TEXT SECTION>
+-------+

And 10 partridges and a plum tree!
September in the Highlands is an interesting place to be. The leaves are starting to lose that vibrant green and you can occasionally be startled by a pheasant (yeah, I did write that) sitting on a stone wall along the road. I'm never really sure how to process any of it. Hell, I'm only just getting comfortable with pulling off to the side to let an oncoming car pass me on a ONE LANE road.
I'm a city girl, for land's sakes. I grew up in Miami when the 1980s witnessed 3 different city-wide race riots. I'm more comfortable with drivebys and hookers on crack cocaine trying to score a trick than I am in the quiet, cool landscapes of cattle and sheep. Thank God, I live in Perth. It's still not the hustle and bustle of Glasgow or Edinburgh but at least, it's a town.
When visiting Andy's folks, I often feel like I'm Joel Fleishman from the show "Northern Exposure"--struggling to make it through the tedium and bizarre world of country-living. Last weekend I felt I was coming apart listening to the stories of runaway cattle and Mc-whatshisname "down in the glen" and his sheep. And can't forget how we have to hear about every little happenings of every single son or daughter in the valley.
But the worse conversations are often about music. Damn it, if one more country bumpkin looks at me like I'm crazy cause I don't like the sounds of bagpipes or Scottish country music, I'm going on a killing spree!
I swear it!

+-------+

INFORMATION PROVIDED>
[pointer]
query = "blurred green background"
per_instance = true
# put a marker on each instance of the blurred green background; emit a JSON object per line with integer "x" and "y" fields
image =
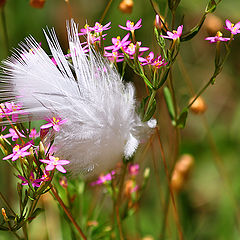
{"x": 209, "y": 203}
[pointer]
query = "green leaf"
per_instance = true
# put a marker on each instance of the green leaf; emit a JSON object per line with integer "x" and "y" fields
{"x": 35, "y": 214}
{"x": 150, "y": 111}
{"x": 181, "y": 121}
{"x": 169, "y": 102}
{"x": 211, "y": 6}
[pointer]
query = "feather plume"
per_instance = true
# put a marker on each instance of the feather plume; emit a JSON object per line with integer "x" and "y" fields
{"x": 102, "y": 125}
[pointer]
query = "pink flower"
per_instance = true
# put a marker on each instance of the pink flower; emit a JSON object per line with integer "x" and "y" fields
{"x": 114, "y": 56}
{"x": 130, "y": 25}
{"x": 13, "y": 109}
{"x": 104, "y": 178}
{"x": 175, "y": 34}
{"x": 54, "y": 122}
{"x": 118, "y": 43}
{"x": 217, "y": 38}
{"x": 131, "y": 49}
{"x": 18, "y": 152}
{"x": 55, "y": 162}
{"x": 150, "y": 60}
{"x": 13, "y": 133}
{"x": 133, "y": 169}
{"x": 99, "y": 28}
{"x": 33, "y": 133}
{"x": 34, "y": 182}
{"x": 234, "y": 29}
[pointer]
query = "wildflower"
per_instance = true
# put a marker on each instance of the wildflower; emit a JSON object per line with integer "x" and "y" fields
{"x": 98, "y": 27}
{"x": 14, "y": 134}
{"x": 118, "y": 43}
{"x": 18, "y": 152}
{"x": 55, "y": 162}
{"x": 217, "y": 38}
{"x": 13, "y": 109}
{"x": 131, "y": 49}
{"x": 104, "y": 178}
{"x": 33, "y": 181}
{"x": 133, "y": 169}
{"x": 33, "y": 133}
{"x": 54, "y": 123}
{"x": 175, "y": 34}
{"x": 126, "y": 6}
{"x": 234, "y": 29}
{"x": 130, "y": 25}
{"x": 102, "y": 124}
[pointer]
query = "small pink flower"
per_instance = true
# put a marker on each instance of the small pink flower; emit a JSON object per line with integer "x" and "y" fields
{"x": 54, "y": 122}
{"x": 131, "y": 49}
{"x": 99, "y": 28}
{"x": 33, "y": 133}
{"x": 118, "y": 43}
{"x": 104, "y": 178}
{"x": 18, "y": 152}
{"x": 114, "y": 56}
{"x": 133, "y": 169}
{"x": 34, "y": 182}
{"x": 234, "y": 29}
{"x": 175, "y": 34}
{"x": 130, "y": 25}
{"x": 13, "y": 133}
{"x": 14, "y": 110}
{"x": 217, "y": 38}
{"x": 55, "y": 162}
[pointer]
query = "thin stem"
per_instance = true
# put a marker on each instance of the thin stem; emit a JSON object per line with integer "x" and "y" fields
{"x": 69, "y": 215}
{"x": 105, "y": 11}
{"x": 5, "y": 29}
{"x": 180, "y": 234}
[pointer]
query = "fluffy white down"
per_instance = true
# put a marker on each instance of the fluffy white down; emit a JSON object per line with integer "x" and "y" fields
{"x": 102, "y": 124}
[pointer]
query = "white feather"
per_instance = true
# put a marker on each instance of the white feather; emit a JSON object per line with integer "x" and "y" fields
{"x": 102, "y": 124}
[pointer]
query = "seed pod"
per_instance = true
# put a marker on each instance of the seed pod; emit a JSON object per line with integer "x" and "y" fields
{"x": 2, "y": 3}
{"x": 199, "y": 106}
{"x": 126, "y": 6}
{"x": 37, "y": 3}
{"x": 181, "y": 172}
{"x": 213, "y": 24}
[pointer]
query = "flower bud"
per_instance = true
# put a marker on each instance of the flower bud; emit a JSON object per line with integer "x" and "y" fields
{"x": 213, "y": 24}
{"x": 181, "y": 172}
{"x": 126, "y": 6}
{"x": 37, "y": 3}
{"x": 199, "y": 106}
{"x": 2, "y": 3}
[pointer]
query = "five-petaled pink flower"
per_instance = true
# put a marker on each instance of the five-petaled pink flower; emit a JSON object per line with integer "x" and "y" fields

+-------+

WHAT TO WORK ON>
Copy the post about the Highlands from "And 10 partridges" to "it's a town.", changing "pheasant" to "grouse".

SOLUTION>
And 10 partridges and a plum tree!
September in the Highlands is an interesting place to be. The leaves are starting to lose that vibrant green and you can occasionally be startled by a grouse (yeah, I did write that) sitting on a stone wall along the road. I'm never really sure how to process any of it. Hell, I'm only just getting comfortable with pulling off to the side to let an oncoming car pass me on a ONE LANE road.
I'm a city girl, for land's sakes. I grew up in Miami when the 1980s witnessed 3 different city-wide race riots. I'm more comfortable with drivebys and hookers on crack cocaine trying to score a trick than I am in the quiet, cool landscapes of cattle and sheep. Thank God, I live in Perth. It's still not the hustle and bustle of Glasgow or Edinburgh but at least, it's a town.